Bagian Dokumen:

|---|

Mohamad Asrori Mulky

ketika cahaya bintang mengintip bayang-bayang sinar rembulan, kuketuk jendela rahasia malam yang tergurat di dedaun nasib. dan aku tak pernah mengerti di mana letak titik yang pasti....

Senin, 10 Februari 2025

Khalil Abdul Karim dan Historisitas Syariah

 

Oleh Mohamad Asrori Mulky

Nama Khalil Abdul Karim tidak bisa dikesampingkan dari pergulatan pemikiran pembaruan dalam Islam. Dia bisa ditempatkan sejajar dengan sejumlah pemikir raksasa seperti Mohamad Arkoun, Nasr Hamid Abu Zaed, Sayed Mahmud al Qimni, Muhammad Said al Asymawi, dan Abdullahi Ahmed Al Na’im.

|---|

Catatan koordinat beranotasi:
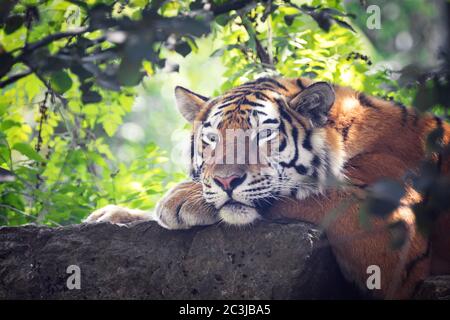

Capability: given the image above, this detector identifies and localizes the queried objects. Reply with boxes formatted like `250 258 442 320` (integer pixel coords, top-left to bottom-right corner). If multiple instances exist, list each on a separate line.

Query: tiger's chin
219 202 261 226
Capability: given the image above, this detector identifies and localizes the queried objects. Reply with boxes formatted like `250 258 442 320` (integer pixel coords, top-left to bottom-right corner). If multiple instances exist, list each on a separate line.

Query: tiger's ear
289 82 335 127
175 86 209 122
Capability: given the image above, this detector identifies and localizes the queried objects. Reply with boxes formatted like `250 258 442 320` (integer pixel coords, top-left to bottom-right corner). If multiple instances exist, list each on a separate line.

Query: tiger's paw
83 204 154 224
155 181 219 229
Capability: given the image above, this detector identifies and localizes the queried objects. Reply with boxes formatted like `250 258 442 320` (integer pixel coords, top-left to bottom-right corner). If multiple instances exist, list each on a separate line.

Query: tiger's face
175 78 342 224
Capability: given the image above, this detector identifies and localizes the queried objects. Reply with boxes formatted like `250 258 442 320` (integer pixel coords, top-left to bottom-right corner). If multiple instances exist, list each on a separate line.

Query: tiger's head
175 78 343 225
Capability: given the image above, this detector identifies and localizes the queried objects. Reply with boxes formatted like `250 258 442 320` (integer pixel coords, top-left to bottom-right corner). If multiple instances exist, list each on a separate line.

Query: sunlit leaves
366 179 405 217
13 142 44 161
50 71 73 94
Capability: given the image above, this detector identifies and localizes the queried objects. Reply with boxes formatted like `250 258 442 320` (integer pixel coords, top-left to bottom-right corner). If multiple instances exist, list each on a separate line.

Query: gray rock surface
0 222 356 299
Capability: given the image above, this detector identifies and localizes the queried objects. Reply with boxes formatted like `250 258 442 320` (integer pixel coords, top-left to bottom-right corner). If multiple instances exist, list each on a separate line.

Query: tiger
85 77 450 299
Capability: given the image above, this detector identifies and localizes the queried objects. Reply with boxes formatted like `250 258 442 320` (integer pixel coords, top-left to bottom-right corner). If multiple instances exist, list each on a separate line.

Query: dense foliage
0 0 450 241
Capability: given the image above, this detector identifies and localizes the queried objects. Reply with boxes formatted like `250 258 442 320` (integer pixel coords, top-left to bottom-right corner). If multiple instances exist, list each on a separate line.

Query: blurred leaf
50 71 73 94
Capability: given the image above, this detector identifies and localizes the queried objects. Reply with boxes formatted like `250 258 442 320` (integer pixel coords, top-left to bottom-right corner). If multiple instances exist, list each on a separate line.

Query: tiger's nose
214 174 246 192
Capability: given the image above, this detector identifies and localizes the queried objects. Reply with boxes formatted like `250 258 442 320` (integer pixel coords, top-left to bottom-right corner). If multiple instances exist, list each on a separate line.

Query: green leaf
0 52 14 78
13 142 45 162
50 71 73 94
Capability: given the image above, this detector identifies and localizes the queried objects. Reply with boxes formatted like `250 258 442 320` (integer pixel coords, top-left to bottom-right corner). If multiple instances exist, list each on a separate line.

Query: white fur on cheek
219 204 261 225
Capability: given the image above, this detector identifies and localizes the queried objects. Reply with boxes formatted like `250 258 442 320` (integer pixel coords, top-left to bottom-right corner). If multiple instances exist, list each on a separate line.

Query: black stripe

|---|

Tujuan 1:
Jawab pertanyaan berikut berdasarkan tulisan tentang Khalil Abdul Karim.
(a) Kapan tulisan itu dimuat?
(b) Siapa penulisnya?
(c) Siapa saja pemikir yang disebut sejajar dengan Khalil Abdul Karim?
Tujuan 2: Tuliskan kembali dengan persis bagian tulisan tentang Khalil Abdul Karim antara "Nama Khalil Abdul" dan "Ahmed Al Na’im.", termasuk kedua bagian itu.

Jawaban Benar 1:
(a) Senin, 10 Februari 2025.
(b) Mohamad Asrori Mulky.
(c) Mohamad Arkoun, Nasr Hamid Abu Zaed, Sayed Mahmud al Qimni, Muhammad Said al Asymawi, dan Abdullahi Ahmed Al Na’im.

Jawaban Benar 2:
Nama Khalil Abdul Karim tidak bisa dikesampingkan dari pergulatan pemikiran pembaruan dalam Islam. Dia bisa ditempatkan sejajar dengan sejumlah pemikir raksasa seperti Mohamad Arkoun, Nasr Hamid Abu Zaed, Sayed Mahmud al Qimni, Muhammad Said al Asymawi, dan Abdullahi Ahmed Al Na’im.